→ Page

3.     Related Party Transactions

       Citibank (New York State) ("CNYS"), a subsidiary of Citicorp, owns 80% of
       the outstanding common stock of the Company. A number of significant
       transactions are carried out between the Company on the one hand and
       Citicorp and its affiliates on the other hand. At June 30, 1997, the
       Company had outstanding short-term borrowings of $5.2 billion and
       long-term borrowings of $1.1 billion with CNYS, compared to short-term
       and long-term borrowings of $4.0 billion and $1.5 billion, respectively,
       with CNYS at December 31, 1996. The amounts classified as short-term debt
       as of June 30, 1997 and December 31, 1996 included $2.6 billion and $1.4
       billion, respectively, of debt originally issued as long-term that, as of
       these dates, matures within 12 months. For the six-month period ending
       June 30, 1997, the Company incurred $176.3 million in interest expense
       payable to CNYS and its affiliates, compared to $149.1 million in
       interest expenses payable to CNYS and its affiliates for the same period
       in 1996. In addition, Citicorp and its subsidiaries engage in other
       transactions and servicing activities, including cash management, data
       processing, income tax payments, employee benefits and facilities
       management, with the Company. Management believes that the terms of these
       transactions are, in the aggregate, no less favorable to the Company than
       those which could be obtained from unaffiliated parties.

4.     Interest Rate Swap Agreements

       The Company, from time to time, enters into interest rate swap agreements
       with related and third parties solely to hedge interest rate exposure on
       certain interest bearing liabilities. The swap agreements are intended to
       reduce the risk caused by differences between borrowing and lending
       rates. Entering into swap agreements to pay interest based on the
       interest rate characteristics of the Company's assets and to receive
       interest based on the characteristics of the Company's liabilities
       effectively limits the risk of the potential interest rate variability.
       The counterparty for all interest rate swap agreements outstanding at
       June 30, 1997 was either CNYS, the majority stockholder, or one of its
       affiliates.

       Interest rate swap agreements with a carrying value of $8.5 million,
       representing accrued interest payable, were determined to have an
       estimated fair value of $8.0 million at June 30, 1997. At December 31,
       1996, interest rate swap agreements with a carrying value of $9.3 million
       of interest payable had an estimated fair value of $11.1 million. The
       fair values, based on approximate values obtained from the Company's
       dealer in these financial instruments, represent the estimated amounts
       which would be payable upon termination of the agreements. Market values
       vary from period to period based on changes in such factors as LIBOR and
       Treasury Bill interest rates and timing of contractual settlements. The
       aggregate notional principal amounts outstanding at June 30, 1997 and
       December 31, 1996 totaled $2.2 billion and $2.0 billion, respectively.

→ Recorded information
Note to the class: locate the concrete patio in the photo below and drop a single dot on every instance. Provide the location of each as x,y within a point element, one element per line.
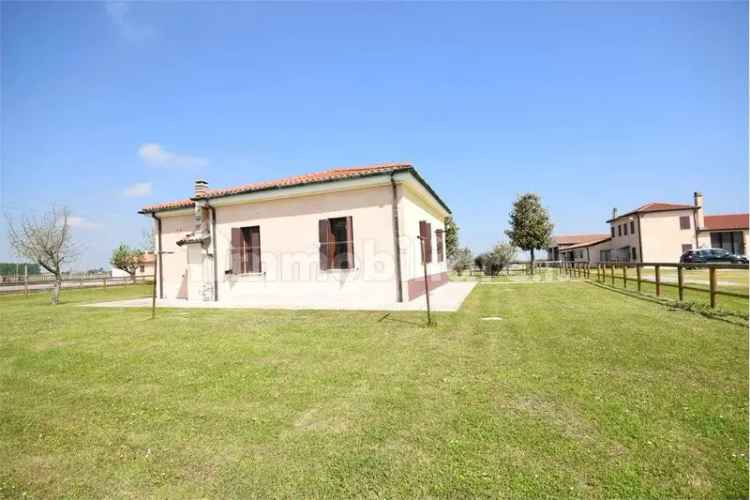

→ Written instruction
Retype the passage from the filing notes on related party transactions and swap agreements from "The Company, from" up to and including "affiliates.". The lines have nothing to do with the work on this page.

→ Result below
The Company, from time to time, enters into interest rate swap agreements
       with related and third parties solely to hedge interest rate exposure on
       certain interest bearing liabilities. The swap agreements are intended to
       reduce the risk caused by differences between borrowing and lending
       rates. Entering into swap agreements to pay interest based on the
       interest rate characteristics of the Company's assets and to receive
       interest based on the characteristics of the Company's liabilities
       effectively limits the risk of the potential interest rate variability.
       The counterparty for all interest rate swap agreements outstanding at
       June 30, 1997 was either CNYS, the majority stockholder, or one of its
       affiliates.